Republicans in the U.S. House met on Wednesday to discuss how they will approach immigration reform.
The U.S. Senate voted to pass a bill late last month, which includes a pathway to citizenship for an estimated 11 million undocumented immigrants living in the country. The bill also further militarizes our border regions, mandating tougher border security provisions that need to be set into place before our current immigrant population can gain legal status.
House GOP leaders, including U.S. Rep. Michael McCaul (R, TX-10, at right), the chairman of the House Homeland Security Committee, have stated they will not support the Senate's measures.
Read more below the jump.
|Last Sunday during an interview with CBS' "Face The Nation," McCaul mocked the Senate's bipartisan bill and compared it to throwing candy at the border without actually offering a smart border approach. McCaul also suggested that a House bill could potentially be very different from the one passed in the Senate, as the House will likely opt to instead "do their own thing."

● **Recorded information**:

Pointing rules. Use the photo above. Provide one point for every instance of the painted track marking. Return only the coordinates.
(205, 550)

● **Your tasks**:
1. In the text on House Republicans and immigration reform, how many undocumented immigrants would the Senate bill's pathway to citizenship cover?
2. Continue the text on House Republicans and immigration reform from its last sentence.

● **Results of the exercise**:
1. An estimated 11 million.

2.
After Wednesday's meeting, House GOP leaders, including Speaker John Boehner, issued a joint statement claiming the Obama administration "cannot be trusted to deliver on its promises to secure the border and enforce laws as part of a single, massive bill like the one passed by the Senate." The joint statement also compared the Senate's bipartisan bill to Obamacare. While the House GOP may be divided on the issue of immigration, they have made their stance clear in being united against the Senate and President Obama.
President Obama continues to ramp up pressure on the House to take action and pass immigration reform. Before the House GOP met Wednesday afternoon, Obama held his own meeting that morning with members of the Congressional Hispanic Caucus (CHC). They gathered at the White House to discuss efforts being made by the Administration. Early Wednesday, the White House released a new report pointing out the economic benefits of enacting the Senate's bipartisan bill. The analysis shows an increase in gross domestic product, more job creation, job growth, and a decrease in budget deficits. Congressional Hispanic Caucus Chairman Ruben Hinojosa (D - TX), has previously stated the CHC will "not support any bill that does not include a pathway to earned citizenship."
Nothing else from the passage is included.